TASK INSTRUCTIONS:
Reproduce the passage of the flathead fishing thread below from "Proliferation of limbliners, juggers, trotlines, as" to "catfish in them.......", word for word.

SUPPLIED TEXT:
· · · · ·

# My first flathead of October



## katfish (Apr 7, 2004)

Fished alone so pics aren't great.










Had a snafu on release video but have almost an hour video of the inside of my pocket. Didn't get vid
started and first shutter push was when I put camera in pocket.










Paul Harvey or Mike Magis can tell you the rest of the story


----------



## M.Magis (Apr 5, 2004)

Looks familiar. 









Must be eating good, gained almost 3 lbs since Sat.


----------



## TomC (Aug 14, 2007)

Ive seen you catch plenty of big cats but have never asked, what body of water are you fishing?


----------



## ducky152000 (Jul 20, 2005)

havent you read any of robbys great articles? he mentions, tappan,clendening,saltfork and piedmont. but never mentions seneca. kinda odd????????? you decide!


----------



## katfish (Apr 7, 2004)

TomC said:


> Ive seen you catch plenty of big cats but have never asked, what body of water are you fishing?


Tom
Responsible flathead fishermen are reluctant to post locations of trophy flathead on open forums.
Proliferation of limbliners, juggers, trotlines, as well as noodlers and bowfishermen make disclosure a recipe for destruction of their fishery.
It is suspected that some of these alternate method "sportsmen" lurk fishing sites looking for hotspots to rape.


----------



## Cajunsaugeye (Apr 9, 2013)

Yes,because there's only 4-5 lakes in Ohio that have catfish in them.......


----------



## Shortdrift (Apr 5, 2004)

Great Fishermen consistently produce great catches and share their experience's with others.


----------



## catfishcc (Oct 28, 2013)

That's right short drift.


----------



## TomC (Aug 14, 2007)

Im just asking what bodies of water. like gmr, indian, rocky fork aep lakes I don't want locations


----------



## RibSplitter44 (Nov 28, 2012)

You are the man Robby....loved the location answer...lol


----------

· · · · ·

RECORDED DATA:
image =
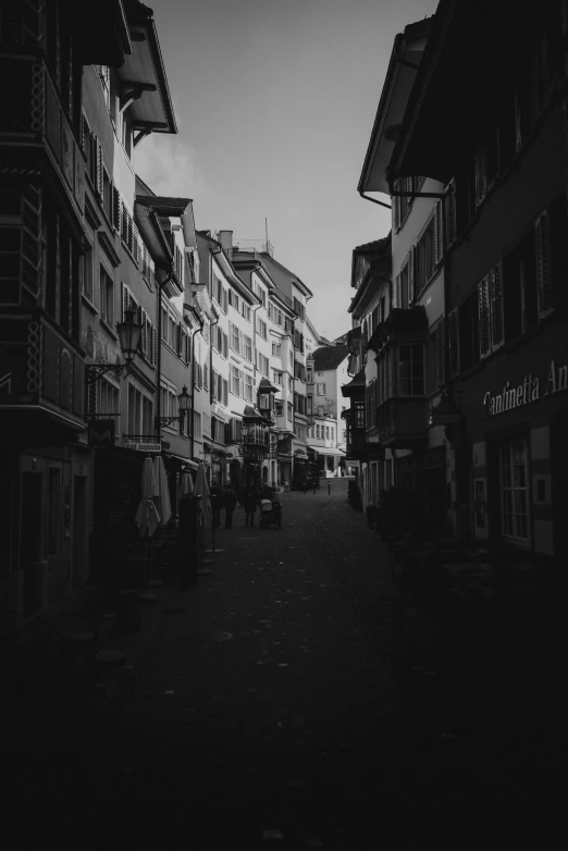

· · · · ·

FULL RESPONSE:
Proliferation of limbliners, juggers, trotlines, as well as noodlers and bowfishermen make disclosure a recipe for destruction of their fishery.
It is suspected that some of these alternate method "sportsmen" lurk fishing sites looking for hotspots to rape.


----------



## Cajunsaugeye (Apr 9, 2013)

Yes,because there's only 4-5 lakes in Ohio that have catfish in them.......